Pull out every line of the material below that contains the string "railing", matching case exactly, and copy each one unchanged.

--- Start of MATERIAL FOR THIS EXERCISE ---

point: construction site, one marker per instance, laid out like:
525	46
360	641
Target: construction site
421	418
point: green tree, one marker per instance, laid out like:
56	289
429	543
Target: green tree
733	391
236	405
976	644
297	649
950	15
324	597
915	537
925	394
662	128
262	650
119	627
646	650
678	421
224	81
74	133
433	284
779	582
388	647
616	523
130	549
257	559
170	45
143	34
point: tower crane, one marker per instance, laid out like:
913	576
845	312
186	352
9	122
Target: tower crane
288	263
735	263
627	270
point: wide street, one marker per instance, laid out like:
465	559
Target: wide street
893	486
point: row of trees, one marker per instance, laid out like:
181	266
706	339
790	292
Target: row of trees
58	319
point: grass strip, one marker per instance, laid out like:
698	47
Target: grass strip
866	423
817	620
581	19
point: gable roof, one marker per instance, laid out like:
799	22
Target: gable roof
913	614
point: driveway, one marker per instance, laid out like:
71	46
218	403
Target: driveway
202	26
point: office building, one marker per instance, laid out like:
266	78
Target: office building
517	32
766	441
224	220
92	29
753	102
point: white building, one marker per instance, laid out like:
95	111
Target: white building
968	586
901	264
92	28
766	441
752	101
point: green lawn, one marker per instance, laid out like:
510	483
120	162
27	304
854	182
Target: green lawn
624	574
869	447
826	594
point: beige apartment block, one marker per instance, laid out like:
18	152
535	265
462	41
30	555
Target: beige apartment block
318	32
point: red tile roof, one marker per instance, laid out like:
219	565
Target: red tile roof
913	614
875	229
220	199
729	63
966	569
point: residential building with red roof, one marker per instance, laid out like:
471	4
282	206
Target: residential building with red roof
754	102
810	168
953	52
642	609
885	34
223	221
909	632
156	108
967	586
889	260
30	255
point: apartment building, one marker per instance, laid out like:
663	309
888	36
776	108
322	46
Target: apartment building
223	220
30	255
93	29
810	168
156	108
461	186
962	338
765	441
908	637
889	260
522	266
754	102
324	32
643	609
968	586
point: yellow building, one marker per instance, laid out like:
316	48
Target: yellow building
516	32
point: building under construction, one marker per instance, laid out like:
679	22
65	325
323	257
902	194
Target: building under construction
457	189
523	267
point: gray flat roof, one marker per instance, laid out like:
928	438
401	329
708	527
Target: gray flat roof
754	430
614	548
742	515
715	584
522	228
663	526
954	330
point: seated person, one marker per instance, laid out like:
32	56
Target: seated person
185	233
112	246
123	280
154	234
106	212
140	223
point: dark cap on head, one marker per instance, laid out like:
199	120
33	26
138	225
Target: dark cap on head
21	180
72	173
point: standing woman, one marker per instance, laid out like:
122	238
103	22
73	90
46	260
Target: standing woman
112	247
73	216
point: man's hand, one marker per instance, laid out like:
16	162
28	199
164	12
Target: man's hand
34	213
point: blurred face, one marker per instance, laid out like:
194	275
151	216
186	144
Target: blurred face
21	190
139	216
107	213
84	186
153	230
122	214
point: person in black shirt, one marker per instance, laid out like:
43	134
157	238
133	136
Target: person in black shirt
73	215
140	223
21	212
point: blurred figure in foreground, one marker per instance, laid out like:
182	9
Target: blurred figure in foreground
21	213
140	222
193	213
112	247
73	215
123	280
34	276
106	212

--- End of MATERIAL FOR THIS EXERCISE ---
--- Start of MATERIAL FOR THIS EXERCISE ---

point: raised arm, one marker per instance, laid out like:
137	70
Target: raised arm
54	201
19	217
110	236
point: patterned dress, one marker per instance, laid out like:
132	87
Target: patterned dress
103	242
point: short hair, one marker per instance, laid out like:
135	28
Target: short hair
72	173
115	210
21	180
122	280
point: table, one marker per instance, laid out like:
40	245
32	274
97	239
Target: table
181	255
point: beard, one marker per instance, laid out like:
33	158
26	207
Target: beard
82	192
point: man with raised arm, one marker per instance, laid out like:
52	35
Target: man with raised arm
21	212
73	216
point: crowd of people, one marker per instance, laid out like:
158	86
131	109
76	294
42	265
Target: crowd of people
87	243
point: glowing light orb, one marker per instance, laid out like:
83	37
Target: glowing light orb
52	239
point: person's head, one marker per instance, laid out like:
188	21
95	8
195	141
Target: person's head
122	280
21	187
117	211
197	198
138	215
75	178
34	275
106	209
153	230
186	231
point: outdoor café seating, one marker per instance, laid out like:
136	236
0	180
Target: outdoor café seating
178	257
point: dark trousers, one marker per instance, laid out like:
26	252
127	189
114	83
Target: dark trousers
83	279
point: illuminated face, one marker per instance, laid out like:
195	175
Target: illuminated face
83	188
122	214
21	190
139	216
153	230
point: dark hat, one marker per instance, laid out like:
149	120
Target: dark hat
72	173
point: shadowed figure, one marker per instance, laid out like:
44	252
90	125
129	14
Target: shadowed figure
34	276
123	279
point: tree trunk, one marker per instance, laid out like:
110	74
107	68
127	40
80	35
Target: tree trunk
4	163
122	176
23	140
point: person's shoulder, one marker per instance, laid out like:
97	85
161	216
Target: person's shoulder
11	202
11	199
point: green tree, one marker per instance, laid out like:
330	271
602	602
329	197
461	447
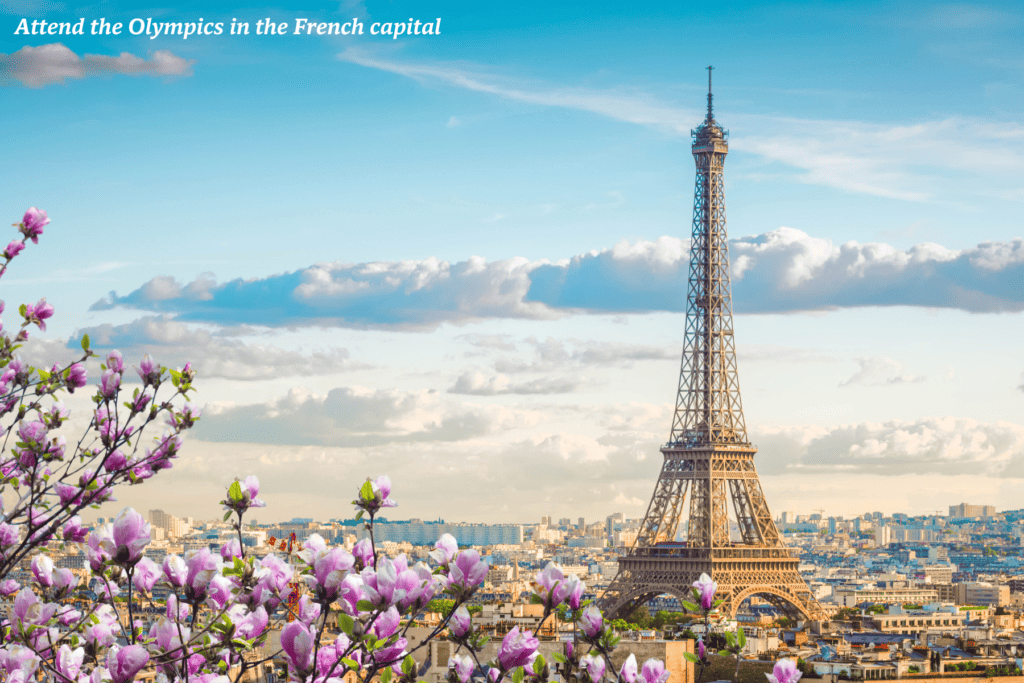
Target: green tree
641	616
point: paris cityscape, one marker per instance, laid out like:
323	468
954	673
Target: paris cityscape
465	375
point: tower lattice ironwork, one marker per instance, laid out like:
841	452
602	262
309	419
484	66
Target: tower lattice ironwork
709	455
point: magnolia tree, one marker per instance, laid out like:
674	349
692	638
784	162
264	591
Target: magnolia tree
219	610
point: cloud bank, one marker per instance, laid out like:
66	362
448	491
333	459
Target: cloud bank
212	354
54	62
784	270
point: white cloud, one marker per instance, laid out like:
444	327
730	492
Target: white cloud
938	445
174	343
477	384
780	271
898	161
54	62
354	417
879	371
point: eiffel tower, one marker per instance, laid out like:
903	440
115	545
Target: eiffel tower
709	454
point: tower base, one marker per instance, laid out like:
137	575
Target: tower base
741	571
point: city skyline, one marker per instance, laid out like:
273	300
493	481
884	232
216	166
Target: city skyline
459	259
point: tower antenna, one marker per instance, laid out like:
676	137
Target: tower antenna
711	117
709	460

--- End of MATERIAL FOR THIS EXERCISE ---
--- Start of MATERIAL FOR THIS EXERCISE ---

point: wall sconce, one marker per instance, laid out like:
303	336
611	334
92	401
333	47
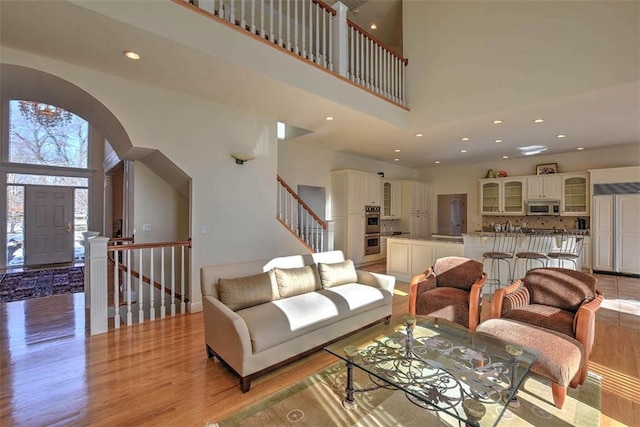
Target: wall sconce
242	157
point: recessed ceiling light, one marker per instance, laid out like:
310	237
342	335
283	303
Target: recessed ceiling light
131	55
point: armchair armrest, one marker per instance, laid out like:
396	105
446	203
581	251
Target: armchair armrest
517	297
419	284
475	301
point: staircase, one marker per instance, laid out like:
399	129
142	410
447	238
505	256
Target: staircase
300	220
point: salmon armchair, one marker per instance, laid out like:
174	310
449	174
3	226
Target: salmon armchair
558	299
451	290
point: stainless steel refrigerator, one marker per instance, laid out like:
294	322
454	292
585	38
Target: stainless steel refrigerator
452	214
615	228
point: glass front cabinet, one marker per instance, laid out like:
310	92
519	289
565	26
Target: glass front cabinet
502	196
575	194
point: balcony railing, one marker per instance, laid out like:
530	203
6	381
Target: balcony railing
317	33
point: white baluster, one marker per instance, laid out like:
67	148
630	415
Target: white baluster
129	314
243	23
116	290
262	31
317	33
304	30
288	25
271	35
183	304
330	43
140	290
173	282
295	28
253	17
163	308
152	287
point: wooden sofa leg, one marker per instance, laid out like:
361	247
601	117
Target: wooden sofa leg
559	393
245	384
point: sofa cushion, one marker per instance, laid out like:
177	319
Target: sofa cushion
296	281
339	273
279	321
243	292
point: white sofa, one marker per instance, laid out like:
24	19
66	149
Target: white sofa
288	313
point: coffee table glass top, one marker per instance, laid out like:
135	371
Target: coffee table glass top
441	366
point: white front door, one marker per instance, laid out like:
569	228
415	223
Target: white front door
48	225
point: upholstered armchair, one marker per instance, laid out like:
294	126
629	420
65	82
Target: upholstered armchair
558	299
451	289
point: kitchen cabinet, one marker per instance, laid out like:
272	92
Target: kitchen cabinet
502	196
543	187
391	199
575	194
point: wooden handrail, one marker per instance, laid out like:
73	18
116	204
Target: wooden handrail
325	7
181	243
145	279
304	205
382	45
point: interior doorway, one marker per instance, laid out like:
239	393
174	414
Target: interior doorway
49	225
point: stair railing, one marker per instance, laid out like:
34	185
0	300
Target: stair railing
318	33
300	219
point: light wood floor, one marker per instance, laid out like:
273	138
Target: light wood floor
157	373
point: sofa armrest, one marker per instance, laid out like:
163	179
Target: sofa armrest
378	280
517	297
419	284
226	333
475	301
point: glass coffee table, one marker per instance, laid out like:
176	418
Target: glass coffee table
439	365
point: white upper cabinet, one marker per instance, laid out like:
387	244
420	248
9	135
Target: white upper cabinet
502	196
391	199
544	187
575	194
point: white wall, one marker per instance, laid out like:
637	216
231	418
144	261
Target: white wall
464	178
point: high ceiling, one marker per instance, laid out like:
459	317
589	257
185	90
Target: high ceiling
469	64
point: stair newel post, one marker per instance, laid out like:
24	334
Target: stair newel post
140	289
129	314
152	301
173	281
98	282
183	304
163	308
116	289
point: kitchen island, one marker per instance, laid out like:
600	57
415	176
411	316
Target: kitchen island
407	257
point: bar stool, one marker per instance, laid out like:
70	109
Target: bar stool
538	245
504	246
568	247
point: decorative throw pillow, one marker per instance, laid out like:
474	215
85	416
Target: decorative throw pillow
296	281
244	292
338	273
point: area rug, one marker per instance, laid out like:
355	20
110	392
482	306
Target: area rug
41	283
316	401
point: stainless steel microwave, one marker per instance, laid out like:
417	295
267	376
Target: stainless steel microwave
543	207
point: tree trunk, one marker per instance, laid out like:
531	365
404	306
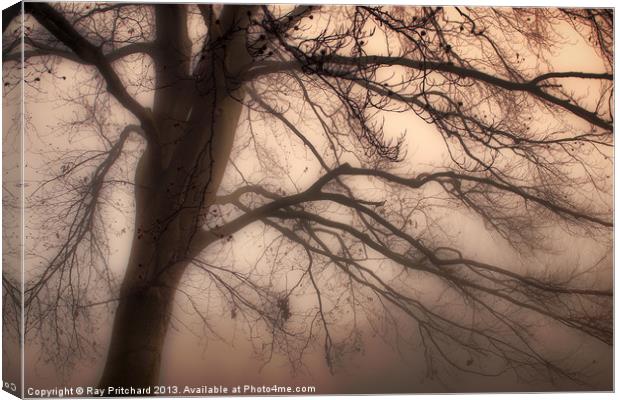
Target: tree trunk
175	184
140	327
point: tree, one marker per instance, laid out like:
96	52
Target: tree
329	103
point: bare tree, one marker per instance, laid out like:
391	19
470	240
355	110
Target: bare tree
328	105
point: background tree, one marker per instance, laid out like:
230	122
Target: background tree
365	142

--- End of MATERIAL FOR THIS EXERCISE ---

• EXERCISE SOLUTION
point: balcony railing, one marker per instance, laid out like:
Target: balcony railing
point: stair railing, one marker per instance, laid out like:
Target: stair railing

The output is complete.